■ Exercise ■
Print each entry below precisely as it reads.
===== Material to process
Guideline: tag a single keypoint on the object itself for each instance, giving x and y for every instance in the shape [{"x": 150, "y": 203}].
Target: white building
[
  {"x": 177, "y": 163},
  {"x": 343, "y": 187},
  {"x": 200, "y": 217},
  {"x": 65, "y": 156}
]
==========
■ Task output ■
Guideline: tag a single keypoint on the object itself for each instance, giving x and y for every instance in the shape [{"x": 150, "y": 203}].
Target: white building
[
  {"x": 177, "y": 163},
  {"x": 343, "y": 187},
  {"x": 200, "y": 217},
  {"x": 65, "y": 156}
]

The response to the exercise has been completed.